>>>>>

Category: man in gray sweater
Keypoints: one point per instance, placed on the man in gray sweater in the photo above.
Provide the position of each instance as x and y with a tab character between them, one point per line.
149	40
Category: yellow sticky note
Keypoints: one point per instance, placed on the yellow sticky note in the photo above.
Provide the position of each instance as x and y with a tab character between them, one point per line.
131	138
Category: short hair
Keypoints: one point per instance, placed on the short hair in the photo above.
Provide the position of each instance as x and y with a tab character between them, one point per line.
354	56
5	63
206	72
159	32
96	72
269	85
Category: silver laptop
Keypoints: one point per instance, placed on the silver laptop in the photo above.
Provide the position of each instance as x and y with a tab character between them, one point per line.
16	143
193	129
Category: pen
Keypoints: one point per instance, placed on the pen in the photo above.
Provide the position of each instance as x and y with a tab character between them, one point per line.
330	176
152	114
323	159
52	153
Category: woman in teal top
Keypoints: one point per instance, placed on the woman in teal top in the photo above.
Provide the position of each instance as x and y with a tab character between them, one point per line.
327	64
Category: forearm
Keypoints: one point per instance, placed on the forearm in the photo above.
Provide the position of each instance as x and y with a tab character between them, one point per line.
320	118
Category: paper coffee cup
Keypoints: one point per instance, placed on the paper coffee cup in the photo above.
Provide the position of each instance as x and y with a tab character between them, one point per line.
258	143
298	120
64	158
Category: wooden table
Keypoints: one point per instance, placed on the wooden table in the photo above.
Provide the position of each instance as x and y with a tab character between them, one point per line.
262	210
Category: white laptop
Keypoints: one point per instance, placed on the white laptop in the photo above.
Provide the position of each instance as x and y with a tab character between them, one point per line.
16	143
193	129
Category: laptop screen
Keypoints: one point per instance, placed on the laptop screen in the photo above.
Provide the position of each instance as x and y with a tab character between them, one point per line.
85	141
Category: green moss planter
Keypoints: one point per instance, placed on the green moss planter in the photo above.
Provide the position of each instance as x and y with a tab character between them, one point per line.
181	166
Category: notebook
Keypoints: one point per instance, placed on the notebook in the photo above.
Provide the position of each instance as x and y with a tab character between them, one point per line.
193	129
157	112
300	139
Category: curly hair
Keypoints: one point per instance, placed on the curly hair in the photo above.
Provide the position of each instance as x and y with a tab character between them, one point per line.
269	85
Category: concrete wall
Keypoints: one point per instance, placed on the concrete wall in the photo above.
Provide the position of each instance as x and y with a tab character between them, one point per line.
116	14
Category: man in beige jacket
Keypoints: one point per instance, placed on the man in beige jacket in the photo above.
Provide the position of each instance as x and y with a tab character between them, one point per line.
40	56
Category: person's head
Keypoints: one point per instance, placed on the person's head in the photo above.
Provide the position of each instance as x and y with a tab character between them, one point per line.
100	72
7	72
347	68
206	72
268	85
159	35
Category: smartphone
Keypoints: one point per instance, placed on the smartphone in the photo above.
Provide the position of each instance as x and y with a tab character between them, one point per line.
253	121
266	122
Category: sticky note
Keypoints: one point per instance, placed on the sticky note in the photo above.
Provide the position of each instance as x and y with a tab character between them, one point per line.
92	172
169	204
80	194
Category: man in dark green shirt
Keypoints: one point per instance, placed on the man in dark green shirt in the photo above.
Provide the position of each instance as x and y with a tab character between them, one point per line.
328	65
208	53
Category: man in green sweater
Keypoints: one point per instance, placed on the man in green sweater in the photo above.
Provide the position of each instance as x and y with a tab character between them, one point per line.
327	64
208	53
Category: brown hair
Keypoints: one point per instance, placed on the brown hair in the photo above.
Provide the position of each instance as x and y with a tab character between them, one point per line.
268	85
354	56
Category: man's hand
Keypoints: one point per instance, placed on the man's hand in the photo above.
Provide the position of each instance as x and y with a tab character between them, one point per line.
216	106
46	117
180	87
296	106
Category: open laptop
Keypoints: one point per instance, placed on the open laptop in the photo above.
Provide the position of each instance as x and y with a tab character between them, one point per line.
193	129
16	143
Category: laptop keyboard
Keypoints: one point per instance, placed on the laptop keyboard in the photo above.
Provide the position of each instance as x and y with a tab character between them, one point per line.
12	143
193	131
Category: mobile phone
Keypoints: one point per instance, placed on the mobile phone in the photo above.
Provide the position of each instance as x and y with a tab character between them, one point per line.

<<<<<
>>>>>

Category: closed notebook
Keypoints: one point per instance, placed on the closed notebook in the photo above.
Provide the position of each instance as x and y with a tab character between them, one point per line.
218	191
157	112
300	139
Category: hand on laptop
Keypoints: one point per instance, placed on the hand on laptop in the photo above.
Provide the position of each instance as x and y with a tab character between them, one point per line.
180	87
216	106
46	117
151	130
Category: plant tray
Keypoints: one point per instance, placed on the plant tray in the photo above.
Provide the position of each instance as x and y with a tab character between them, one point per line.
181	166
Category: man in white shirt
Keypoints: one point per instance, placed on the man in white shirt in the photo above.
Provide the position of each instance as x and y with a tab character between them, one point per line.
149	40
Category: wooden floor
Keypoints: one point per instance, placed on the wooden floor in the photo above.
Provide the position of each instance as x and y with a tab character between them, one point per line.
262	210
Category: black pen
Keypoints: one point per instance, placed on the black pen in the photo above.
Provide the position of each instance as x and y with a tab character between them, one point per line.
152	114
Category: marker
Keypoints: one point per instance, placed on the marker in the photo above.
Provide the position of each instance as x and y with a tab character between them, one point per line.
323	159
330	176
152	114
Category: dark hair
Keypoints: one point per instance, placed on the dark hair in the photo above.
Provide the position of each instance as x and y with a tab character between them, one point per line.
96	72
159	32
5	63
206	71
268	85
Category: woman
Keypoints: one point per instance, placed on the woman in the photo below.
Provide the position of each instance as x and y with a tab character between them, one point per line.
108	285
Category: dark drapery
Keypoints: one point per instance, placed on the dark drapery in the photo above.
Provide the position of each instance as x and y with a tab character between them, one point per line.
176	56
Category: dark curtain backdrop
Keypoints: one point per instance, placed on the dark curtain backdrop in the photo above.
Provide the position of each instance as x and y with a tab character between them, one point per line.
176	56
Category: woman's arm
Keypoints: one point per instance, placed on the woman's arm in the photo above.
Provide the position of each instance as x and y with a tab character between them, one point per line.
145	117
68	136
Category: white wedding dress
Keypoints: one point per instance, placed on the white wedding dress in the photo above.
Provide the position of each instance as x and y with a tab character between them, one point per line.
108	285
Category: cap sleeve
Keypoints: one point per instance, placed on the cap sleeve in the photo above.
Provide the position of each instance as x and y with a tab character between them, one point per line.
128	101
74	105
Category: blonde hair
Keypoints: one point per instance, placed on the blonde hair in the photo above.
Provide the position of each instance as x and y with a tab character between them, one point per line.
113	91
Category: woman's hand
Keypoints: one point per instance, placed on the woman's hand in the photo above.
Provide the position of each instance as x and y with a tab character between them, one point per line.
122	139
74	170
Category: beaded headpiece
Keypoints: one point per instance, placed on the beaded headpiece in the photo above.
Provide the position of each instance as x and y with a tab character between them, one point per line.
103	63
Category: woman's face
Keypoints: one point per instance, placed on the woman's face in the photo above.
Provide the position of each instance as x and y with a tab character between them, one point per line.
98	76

<<<<<
>>>>>

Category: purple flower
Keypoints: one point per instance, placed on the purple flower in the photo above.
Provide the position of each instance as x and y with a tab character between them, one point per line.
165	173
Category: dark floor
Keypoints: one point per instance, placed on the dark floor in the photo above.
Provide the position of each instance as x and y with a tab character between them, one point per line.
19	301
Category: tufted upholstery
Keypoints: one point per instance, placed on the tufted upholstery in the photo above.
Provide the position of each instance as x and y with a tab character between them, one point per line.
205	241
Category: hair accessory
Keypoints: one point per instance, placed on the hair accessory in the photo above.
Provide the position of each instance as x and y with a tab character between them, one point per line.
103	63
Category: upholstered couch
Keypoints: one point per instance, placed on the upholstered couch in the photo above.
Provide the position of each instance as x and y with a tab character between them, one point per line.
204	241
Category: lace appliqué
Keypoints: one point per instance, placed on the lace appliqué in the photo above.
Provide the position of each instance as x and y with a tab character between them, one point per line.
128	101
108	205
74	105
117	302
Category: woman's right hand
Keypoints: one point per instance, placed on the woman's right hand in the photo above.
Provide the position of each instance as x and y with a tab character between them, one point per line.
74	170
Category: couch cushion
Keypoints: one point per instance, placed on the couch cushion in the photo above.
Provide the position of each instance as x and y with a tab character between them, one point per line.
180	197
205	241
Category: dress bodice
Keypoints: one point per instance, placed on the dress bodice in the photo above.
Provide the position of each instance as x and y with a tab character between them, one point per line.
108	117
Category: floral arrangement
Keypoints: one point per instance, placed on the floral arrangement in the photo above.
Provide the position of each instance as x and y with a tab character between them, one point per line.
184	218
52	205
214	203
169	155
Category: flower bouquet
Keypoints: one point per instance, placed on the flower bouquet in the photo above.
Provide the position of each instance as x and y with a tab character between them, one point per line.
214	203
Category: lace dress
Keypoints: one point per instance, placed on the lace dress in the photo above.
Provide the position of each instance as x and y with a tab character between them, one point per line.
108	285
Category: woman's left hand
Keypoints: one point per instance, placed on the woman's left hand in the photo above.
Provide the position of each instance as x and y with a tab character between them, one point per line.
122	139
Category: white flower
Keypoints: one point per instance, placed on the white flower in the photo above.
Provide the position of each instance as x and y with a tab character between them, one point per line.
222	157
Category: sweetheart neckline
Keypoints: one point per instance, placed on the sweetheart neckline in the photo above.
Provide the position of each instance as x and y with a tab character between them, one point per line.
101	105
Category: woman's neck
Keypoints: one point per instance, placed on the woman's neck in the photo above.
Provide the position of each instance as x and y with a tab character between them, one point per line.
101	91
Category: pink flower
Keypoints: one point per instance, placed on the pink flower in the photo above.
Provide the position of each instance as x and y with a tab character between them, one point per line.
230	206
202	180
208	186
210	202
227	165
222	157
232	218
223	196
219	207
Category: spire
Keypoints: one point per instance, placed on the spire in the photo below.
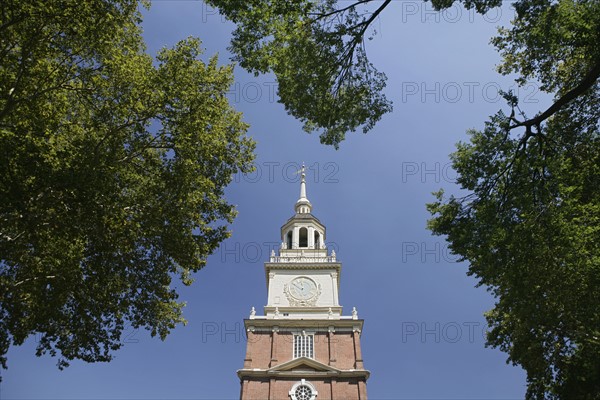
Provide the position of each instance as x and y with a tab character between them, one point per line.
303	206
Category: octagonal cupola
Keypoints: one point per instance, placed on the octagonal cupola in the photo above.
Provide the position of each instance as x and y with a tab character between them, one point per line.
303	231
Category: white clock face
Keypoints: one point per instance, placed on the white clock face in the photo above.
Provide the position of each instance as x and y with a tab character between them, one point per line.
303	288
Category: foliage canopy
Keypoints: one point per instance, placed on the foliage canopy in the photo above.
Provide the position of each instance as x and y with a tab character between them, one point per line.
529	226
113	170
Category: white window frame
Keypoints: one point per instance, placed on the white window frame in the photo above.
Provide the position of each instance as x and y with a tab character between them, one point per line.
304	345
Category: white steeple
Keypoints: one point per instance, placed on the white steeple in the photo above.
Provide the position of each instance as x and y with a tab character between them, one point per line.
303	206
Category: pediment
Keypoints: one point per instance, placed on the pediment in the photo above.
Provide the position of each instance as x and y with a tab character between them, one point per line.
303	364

<<<<<

Goal:
Pick out each line of the records above that contains the word "sleeve", and copy those lines.

Written response:
Category: cap sleeve
Keypoints: one point per instance, placed on the cap sleeve in the photo above.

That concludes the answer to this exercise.